----- Input
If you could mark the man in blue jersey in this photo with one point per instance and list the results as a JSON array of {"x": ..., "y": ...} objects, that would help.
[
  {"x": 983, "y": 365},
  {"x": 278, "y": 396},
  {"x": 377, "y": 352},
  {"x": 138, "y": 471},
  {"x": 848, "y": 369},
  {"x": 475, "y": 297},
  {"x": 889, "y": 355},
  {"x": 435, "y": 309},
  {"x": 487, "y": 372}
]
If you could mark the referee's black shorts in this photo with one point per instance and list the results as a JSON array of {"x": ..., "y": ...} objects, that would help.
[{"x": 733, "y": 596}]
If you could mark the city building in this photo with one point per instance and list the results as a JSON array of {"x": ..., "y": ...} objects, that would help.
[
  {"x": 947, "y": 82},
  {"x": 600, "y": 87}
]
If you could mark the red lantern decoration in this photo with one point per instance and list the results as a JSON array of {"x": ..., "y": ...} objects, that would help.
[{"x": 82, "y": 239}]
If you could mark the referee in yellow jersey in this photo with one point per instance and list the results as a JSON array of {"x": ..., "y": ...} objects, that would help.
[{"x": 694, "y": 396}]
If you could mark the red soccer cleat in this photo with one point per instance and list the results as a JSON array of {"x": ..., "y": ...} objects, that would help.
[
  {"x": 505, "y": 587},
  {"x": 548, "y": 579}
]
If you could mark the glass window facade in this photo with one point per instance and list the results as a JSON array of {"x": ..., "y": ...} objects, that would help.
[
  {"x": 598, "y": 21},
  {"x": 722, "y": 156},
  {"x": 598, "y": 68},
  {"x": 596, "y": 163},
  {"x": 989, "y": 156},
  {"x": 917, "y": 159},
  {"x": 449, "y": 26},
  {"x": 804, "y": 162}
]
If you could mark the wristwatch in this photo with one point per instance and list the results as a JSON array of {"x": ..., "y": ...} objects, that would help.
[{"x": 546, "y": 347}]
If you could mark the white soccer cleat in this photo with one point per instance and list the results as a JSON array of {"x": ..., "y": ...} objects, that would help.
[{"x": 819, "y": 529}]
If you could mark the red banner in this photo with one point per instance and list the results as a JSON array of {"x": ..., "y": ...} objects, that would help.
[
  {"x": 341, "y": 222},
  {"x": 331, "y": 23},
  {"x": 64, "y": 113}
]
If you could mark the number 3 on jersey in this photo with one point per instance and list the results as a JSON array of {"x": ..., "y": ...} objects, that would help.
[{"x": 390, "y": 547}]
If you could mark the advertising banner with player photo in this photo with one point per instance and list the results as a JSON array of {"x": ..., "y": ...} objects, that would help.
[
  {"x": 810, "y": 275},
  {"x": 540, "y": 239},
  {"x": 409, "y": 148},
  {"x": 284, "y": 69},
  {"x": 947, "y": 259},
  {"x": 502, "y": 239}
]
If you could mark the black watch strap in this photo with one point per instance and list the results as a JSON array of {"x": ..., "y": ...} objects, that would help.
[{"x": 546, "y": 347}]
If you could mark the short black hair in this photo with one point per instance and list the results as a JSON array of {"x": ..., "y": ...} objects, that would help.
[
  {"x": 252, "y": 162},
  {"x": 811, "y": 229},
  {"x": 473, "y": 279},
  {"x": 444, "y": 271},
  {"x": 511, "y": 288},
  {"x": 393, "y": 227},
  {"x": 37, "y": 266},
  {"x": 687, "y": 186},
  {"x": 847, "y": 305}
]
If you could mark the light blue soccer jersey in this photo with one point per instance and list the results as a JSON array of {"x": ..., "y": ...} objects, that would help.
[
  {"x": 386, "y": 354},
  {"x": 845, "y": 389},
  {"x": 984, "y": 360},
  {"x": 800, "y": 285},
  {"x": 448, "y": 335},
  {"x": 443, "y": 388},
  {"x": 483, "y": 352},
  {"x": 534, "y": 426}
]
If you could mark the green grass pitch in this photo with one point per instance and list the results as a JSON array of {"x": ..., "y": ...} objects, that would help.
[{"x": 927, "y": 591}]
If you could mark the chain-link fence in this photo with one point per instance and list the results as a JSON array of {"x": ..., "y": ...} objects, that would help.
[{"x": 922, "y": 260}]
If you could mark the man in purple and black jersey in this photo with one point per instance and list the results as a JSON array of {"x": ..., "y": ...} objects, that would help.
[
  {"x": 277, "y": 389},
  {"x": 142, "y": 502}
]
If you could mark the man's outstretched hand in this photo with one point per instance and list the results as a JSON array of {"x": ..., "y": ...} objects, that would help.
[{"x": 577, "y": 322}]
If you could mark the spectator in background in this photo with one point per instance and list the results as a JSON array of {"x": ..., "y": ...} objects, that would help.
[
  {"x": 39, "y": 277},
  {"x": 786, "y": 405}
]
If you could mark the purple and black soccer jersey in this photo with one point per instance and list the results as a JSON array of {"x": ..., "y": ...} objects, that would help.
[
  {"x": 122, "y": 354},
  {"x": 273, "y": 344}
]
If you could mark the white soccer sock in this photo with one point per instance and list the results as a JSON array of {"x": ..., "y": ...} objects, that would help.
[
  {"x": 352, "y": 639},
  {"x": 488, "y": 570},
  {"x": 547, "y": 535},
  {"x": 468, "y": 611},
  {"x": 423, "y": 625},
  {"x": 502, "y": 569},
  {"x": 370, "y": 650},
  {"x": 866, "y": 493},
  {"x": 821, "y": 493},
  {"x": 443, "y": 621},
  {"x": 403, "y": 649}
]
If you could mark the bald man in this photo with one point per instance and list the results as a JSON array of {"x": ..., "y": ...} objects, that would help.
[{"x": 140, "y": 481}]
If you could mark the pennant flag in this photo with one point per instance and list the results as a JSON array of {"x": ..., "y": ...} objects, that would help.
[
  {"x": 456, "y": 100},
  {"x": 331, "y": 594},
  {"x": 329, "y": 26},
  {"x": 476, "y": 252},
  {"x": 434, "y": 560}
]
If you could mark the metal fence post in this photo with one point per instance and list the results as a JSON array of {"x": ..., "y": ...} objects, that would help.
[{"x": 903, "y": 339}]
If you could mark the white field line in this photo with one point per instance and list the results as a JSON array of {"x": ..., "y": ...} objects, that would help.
----------
◆ **Problem description**: Your answer must consist only of the lines from the one with "If you could mark the spectator" through the final line of the entries, each retyped exactly.

◆ **Task answer**:
If you could mark the spectator in background in this photo with one point per instance and list the results as a JSON array of {"x": ..., "y": ...} objects, that would help.
[
  {"x": 39, "y": 277},
  {"x": 786, "y": 405}
]
If you could mark the purple and black soccer jersey in this photo with one point per instance and list the results as a JSON array of {"x": ..., "y": ...} objects, that would help.
[
  {"x": 122, "y": 354},
  {"x": 273, "y": 344}
]
If you could mark the white soccer sock in this photo with one point per instance and list the results as a JSON array of {"x": ..., "y": ...} objects, that would help.
[
  {"x": 352, "y": 639},
  {"x": 488, "y": 570},
  {"x": 547, "y": 535},
  {"x": 468, "y": 611},
  {"x": 423, "y": 625},
  {"x": 502, "y": 569},
  {"x": 370, "y": 650},
  {"x": 866, "y": 493},
  {"x": 821, "y": 493},
  {"x": 443, "y": 621},
  {"x": 403, "y": 649}
]
If you could mark the bald man in this photo with one point per instance and list the results as a JSON array of {"x": ..., "y": ...} objects, that would help.
[{"x": 140, "y": 481}]
If you could mark the pennant flag in this photo with one point per instance and list the results as a JSON array of {"x": ..., "y": ...} objects, that would help.
[
  {"x": 456, "y": 100},
  {"x": 331, "y": 594},
  {"x": 329, "y": 26},
  {"x": 476, "y": 252},
  {"x": 434, "y": 560}
]
If you could mark the metal fence post in this photo with one point per instance and list the results as a JSON array of {"x": ..., "y": ...} objects, that would help.
[{"x": 903, "y": 339}]
If you could mark the white field line in this photo with one point per instance and list the results as a JSON array of {"x": ..., "y": ...} objects, that would help.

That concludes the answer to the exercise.